*STORED DATA:*
★ ★ ★ ★ ★

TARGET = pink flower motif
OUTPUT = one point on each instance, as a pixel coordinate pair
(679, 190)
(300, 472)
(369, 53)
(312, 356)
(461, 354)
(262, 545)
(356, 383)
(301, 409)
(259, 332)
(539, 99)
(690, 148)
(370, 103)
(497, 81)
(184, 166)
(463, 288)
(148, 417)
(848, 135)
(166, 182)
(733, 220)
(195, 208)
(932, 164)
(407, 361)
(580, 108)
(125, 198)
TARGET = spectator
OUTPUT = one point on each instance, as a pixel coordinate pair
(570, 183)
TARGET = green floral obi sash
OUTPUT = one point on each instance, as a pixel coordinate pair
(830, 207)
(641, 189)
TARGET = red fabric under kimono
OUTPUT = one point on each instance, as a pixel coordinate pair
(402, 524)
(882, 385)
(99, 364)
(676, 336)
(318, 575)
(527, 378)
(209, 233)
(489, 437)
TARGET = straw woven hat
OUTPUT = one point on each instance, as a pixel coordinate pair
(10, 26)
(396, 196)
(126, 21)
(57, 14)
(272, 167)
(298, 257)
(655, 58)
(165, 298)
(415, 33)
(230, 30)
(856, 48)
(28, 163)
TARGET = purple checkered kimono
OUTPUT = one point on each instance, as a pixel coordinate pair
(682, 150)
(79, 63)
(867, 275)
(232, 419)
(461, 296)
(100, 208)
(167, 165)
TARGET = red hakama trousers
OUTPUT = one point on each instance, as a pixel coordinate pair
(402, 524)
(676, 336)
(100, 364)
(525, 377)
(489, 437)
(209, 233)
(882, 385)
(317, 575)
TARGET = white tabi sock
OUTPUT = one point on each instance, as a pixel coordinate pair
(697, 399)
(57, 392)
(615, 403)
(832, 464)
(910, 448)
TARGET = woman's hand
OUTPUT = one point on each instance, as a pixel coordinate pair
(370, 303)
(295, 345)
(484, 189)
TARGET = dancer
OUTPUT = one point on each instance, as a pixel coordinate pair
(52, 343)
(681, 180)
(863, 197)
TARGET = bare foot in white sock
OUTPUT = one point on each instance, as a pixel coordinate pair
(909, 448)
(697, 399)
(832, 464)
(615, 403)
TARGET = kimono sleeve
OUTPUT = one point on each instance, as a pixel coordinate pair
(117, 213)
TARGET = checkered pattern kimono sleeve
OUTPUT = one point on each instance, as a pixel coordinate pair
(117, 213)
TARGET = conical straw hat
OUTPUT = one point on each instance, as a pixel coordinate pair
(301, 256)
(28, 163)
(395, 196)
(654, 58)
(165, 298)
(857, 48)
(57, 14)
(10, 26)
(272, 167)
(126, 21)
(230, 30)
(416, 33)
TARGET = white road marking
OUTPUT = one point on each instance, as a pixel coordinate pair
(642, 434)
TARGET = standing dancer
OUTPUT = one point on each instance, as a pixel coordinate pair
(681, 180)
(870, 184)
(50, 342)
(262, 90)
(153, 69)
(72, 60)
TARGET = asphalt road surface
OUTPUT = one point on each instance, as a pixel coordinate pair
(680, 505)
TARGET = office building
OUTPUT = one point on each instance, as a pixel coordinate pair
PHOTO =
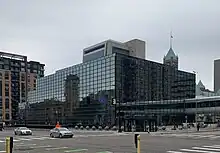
(217, 75)
(201, 91)
(88, 89)
(171, 58)
(14, 69)
(135, 48)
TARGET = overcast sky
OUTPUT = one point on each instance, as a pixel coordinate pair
(54, 32)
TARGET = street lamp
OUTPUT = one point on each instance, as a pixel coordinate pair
(196, 73)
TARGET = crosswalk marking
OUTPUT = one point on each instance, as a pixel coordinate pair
(45, 137)
(202, 149)
(176, 152)
(188, 135)
(210, 149)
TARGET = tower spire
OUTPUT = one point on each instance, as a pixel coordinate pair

★ ★ ★ ★ ★

*DESCRIPTION OF THE TASK:*
Give all of the material again, exactly, apart from the pictures.

*FINISHED TASK:*
TARGET = pink flower motif
OUTPUT = one point on each instance, as a pixel coordinate pair
(679, 190)
(300, 472)
(369, 53)
(312, 356)
(461, 354)
(262, 545)
(356, 383)
(301, 409)
(259, 332)
(539, 99)
(690, 148)
(370, 103)
(497, 81)
(184, 166)
(463, 288)
(148, 417)
(848, 135)
(166, 182)
(733, 220)
(195, 208)
(932, 164)
(407, 361)
(580, 108)
(125, 198)
TARGET = spectator
OUTPUT = one point on each instance, as a pixel coordinate pair
(570, 183)
TARGET = green floral obi sash
OUTPUT = one point on each instance, as a pixel coordinate pair
(830, 207)
(641, 189)
TARGET = red fabric under kimono
OUTPUT = one point on each instance, as a pixel coordinate pair
(402, 524)
(882, 385)
(99, 364)
(676, 336)
(318, 575)
(527, 378)
(209, 233)
(489, 437)
TARGET = straw woven hat
OUTPUT = one point on each instance, as a pixel coordinate pair
(10, 26)
(396, 196)
(126, 21)
(57, 14)
(272, 167)
(298, 257)
(655, 58)
(165, 298)
(415, 33)
(230, 30)
(856, 48)
(28, 163)
TARGET = purple checkered kimono
OUTPUT = one point on each instance, as a pixel coordinate pair
(682, 150)
(79, 63)
(867, 275)
(232, 419)
(461, 296)
(100, 208)
(167, 165)
TARGET = red hakama trousers
OUTPUT = one point on each instance, as a pixel coordinate pair
(402, 524)
(676, 336)
(100, 364)
(525, 377)
(489, 437)
(209, 233)
(882, 385)
(317, 575)
TARGET = white tabi sock
OUTPUT = one point on each instance, as a pixel coordinate pair
(697, 399)
(57, 392)
(615, 403)
(832, 464)
(910, 448)
TARGET = woman's hand
OUTPUT = one point on each instance, as a pixel coordinate pair
(370, 303)
(295, 345)
(484, 189)
TARGET = dancer
OUTPUT = one point on each instance, as a pixel coordinate pair
(52, 343)
(681, 180)
(863, 197)
TARGET = bare foot in white sock
OUTPUT = one point on each instance, as a pixel coordinate pair
(909, 448)
(697, 399)
(832, 464)
(615, 403)
TARGET = kimono sleeve
OUTPUT = one point on each instance, as a pixel coordinate pair
(117, 213)
TARGET = checkered pattern kimono sleeve
OUTPUT = one point on each instance, as a pixel coordinate pair
(117, 213)
TARGET = conical straw hat
OUTPUT = one point on each instance, as a pixel coordinate pair
(301, 256)
(28, 163)
(395, 196)
(654, 58)
(165, 298)
(857, 48)
(57, 14)
(10, 26)
(272, 167)
(126, 21)
(230, 30)
(416, 33)
TARGET = white road marking
OUTPUT = one point on each instance, as a pixel coordinate pair
(642, 434)
TARGET = standing dancer
OUTPUT = one point on each instance, as a pixel coordinate pair
(681, 180)
(870, 184)
(50, 342)
(262, 90)
(153, 69)
(72, 60)
TARGET = asphalt road surface
OUTPUT = one point on each instance, as a pixel coordinate pair
(680, 505)
TARGET = office building
OUTPUT = one point on each instance, as a pixel coordinate pair
PHOTO =
(217, 75)
(201, 91)
(88, 89)
(171, 58)
(14, 69)
(135, 48)
TARGET = overcast sky
OUTPUT = one point on each instance, as a pixel coordinate pair
(54, 32)
TARGET = street lamp
OUTPUT = one point on each instance, as a pixel coordinate pair
(196, 73)
TARGET = crosswalk marking
OUTPUT = one point on each instance, as a pixel coordinate pair
(45, 137)
(202, 149)
(176, 152)
(188, 135)
(210, 149)
TARGET = tower spire
OUTPUT = one point on each instance, as a pixel coordinate pair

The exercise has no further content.